The prize honours Professor David Dineley (1927-2022), distinguished Bristol palaeontologist, who was a member of staff in the Department of Earth Sciences (= Department of Geology then) from 1968 to 1989, and was Chaning Wills Professor and Head of Department from 1968 to 1989. David Dineley is best known for his fundamental work on early fossil fishes and on Devonian stratigraphy, on which he wrote many scientific papers ands books. After he retired in 1990, Professor Dineley has continued his researches on the Devonian and its fishes, as well as writing and editing a number of geological books. There’s a more detailed biography here.

The first prize was awarded in early 2011, to the best project from the 2009-2010 cohort, and it has been presented annually thereafter.


  • 2021-22: Tim Rock for his project “Crown bird mandibular disparity is driven by dietary diversity, not adaptive niche partitioning”, supervised by Phil Donoghue, Emily Rayfield and Will Deakin.
  • 2020-2021: Thomas Farrell for his project on “New ecdysozoan worms from the Sirius Passet Lagerstätte and their implications for the evolutionary history of Ecdysozoa”, supervised by Jakob Vinther.
  • 2019-2020: Billie Jones for her project on “Locomotor divergence in Macropodoidea: Protemnodon was not a giant hopping kangaroo”, supervised by Christine Janis and Emily Rayfield.
  • 2018-2019: Oliver Demuth for his project on “Biomechanics of the stem archosaur Euparkeria and implications for the posture evolution within Archosauria”, supervised by Emily Rayfield and John Hutchinson (Royal Veterinary College, London).

GIVEN TASK A: Report each line in the records below that contains the string "short", treating uppercase and lowercase as different.

DATA EXTRACT:
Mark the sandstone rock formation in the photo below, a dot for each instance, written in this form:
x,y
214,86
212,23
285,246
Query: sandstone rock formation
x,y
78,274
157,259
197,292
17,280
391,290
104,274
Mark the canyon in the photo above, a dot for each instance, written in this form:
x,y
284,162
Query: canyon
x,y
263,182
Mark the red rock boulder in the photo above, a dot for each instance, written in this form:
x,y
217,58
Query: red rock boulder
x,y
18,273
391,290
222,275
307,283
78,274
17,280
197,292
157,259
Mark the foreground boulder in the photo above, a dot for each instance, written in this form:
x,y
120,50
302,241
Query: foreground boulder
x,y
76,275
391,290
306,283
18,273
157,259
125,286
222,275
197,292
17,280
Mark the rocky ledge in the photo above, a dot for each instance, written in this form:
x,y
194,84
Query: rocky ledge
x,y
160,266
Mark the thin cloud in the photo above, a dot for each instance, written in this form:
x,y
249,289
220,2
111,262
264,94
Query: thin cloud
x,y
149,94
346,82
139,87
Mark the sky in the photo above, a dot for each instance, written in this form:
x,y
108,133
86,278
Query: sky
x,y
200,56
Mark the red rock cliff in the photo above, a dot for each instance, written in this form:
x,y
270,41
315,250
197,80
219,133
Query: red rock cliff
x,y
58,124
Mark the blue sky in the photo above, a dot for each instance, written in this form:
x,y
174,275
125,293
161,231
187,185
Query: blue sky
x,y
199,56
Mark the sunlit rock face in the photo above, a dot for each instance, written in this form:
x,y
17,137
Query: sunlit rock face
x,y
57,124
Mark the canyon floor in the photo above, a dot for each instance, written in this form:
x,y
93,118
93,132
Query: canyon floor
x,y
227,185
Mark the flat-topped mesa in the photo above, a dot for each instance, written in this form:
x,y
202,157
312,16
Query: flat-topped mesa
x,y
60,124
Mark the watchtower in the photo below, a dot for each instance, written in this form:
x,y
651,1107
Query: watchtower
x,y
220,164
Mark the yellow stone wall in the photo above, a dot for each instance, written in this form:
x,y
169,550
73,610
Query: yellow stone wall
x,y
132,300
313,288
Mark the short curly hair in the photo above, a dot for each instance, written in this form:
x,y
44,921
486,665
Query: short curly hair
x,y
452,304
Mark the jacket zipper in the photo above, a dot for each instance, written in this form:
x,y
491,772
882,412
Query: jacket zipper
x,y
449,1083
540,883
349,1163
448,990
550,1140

GIVEN TASK B: Return the passage of the prize description above from "The first prize" to "by Jakob Vinther.", copied word for word.

EXERCISE ANSWER A:
Mark the short curly hair in the photo above, a dot for each instance, written in this form:
Query: short curly hair

EXERCISE ANSWER B:
The first prize was awarded in early 2011, to the best project from the 2009-2010 cohort, and it has been presented annually thereafter.


  • 2021-22: Tim Rock for his project “Crown bird mandibular disparity is driven by dietary diversity, not adaptive niche partitioning”, supervised by Phil Donoghue, Emily Rayfield and Will Deakin.
  • 2020-2021: Thomas Farrell for his project on “New ecdysozoan worms from the Sirius Passet Lagerstätte and their implications for the evolutionary history of Ecdysozoa”, supervised by Jakob Vinther.